■ Exercise
Reproduce, word for word, the part of the Turing test notes that begins with the words "1. It is underspecified." and ends with "socially transformational AI.".

Turing test: Nonlinear Function
Created:
Modified:

Turing test

This page is from my personal notes, and has not been specifically reviewed for public consumption. It might be incomplete, wrong, outdated, or stupid. Caveat lector.

Alan Turing proposed that we might consider a machine to think if it could succeed in an 'imitation game'. In one variant of this game, a human judge has text-only conversations with players A and B, one of whom is human and one a computer. The computer passes the test if the judge cannot consistently distinguish it from the human player based on their conversational responses.

The test is compelling because language is central to human thought, communication, and decision making: a machine that passes a strict version of this test would be able to substitute for humans in any white-collar job, including, presumably, computer programming and developing new and better AIs. The test identifies a setting that is pleasingly concrete, and by limiting the interaction to a text interface that abstracts away the physical differences between a human body and a digital computer, plausibly addressable within the realm of 'pure' computer science.

Turing made his proposal in a time when digital computers were just coming into being, and the idea that such a machine could 'think' was still considered outlandish in most circles. The test was not intended to constitute a full definition of intelligence or general intelligence; just a thought experiment that demonstrates that there are plausible circumstances under which we would very naturally describe a machine as 'thinking'.

Considered beyond its original scope, as a guide to modern AI research, the flaws of the Turing test include

  1. It is underspecified.
  2. Passing it is neither necessary nor sufficient for something that we would consider to be general and socially transformational AI.
  3. It sidesteps hard philosophical questions around consciousness and moral realism (this is of course also an advantage).

■ Dataset
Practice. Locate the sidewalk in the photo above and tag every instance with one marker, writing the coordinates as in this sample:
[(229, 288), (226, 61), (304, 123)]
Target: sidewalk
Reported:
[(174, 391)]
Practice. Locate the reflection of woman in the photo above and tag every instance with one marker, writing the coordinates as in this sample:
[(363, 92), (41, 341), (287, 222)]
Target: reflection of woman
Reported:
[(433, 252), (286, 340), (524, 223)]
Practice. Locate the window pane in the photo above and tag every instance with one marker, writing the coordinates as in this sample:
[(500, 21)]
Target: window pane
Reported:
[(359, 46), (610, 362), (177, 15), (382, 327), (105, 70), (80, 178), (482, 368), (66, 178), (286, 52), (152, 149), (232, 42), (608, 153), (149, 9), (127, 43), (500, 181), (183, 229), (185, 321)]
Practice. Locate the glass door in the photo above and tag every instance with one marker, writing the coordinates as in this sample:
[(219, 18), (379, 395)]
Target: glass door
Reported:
...
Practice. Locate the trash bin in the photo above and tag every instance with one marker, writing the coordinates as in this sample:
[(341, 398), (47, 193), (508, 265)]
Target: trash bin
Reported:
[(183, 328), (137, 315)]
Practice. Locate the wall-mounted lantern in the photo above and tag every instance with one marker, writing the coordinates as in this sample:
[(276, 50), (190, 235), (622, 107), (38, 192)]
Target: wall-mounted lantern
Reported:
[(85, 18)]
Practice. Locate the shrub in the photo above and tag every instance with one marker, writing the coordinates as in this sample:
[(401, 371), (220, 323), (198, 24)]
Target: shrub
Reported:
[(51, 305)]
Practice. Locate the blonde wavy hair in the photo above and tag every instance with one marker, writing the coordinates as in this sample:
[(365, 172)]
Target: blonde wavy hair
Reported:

■ Answer section
1. It is underspecified.
  2. Passing it is neither necessary nor sufficient for something that we would consider to be general and socially transformational AI.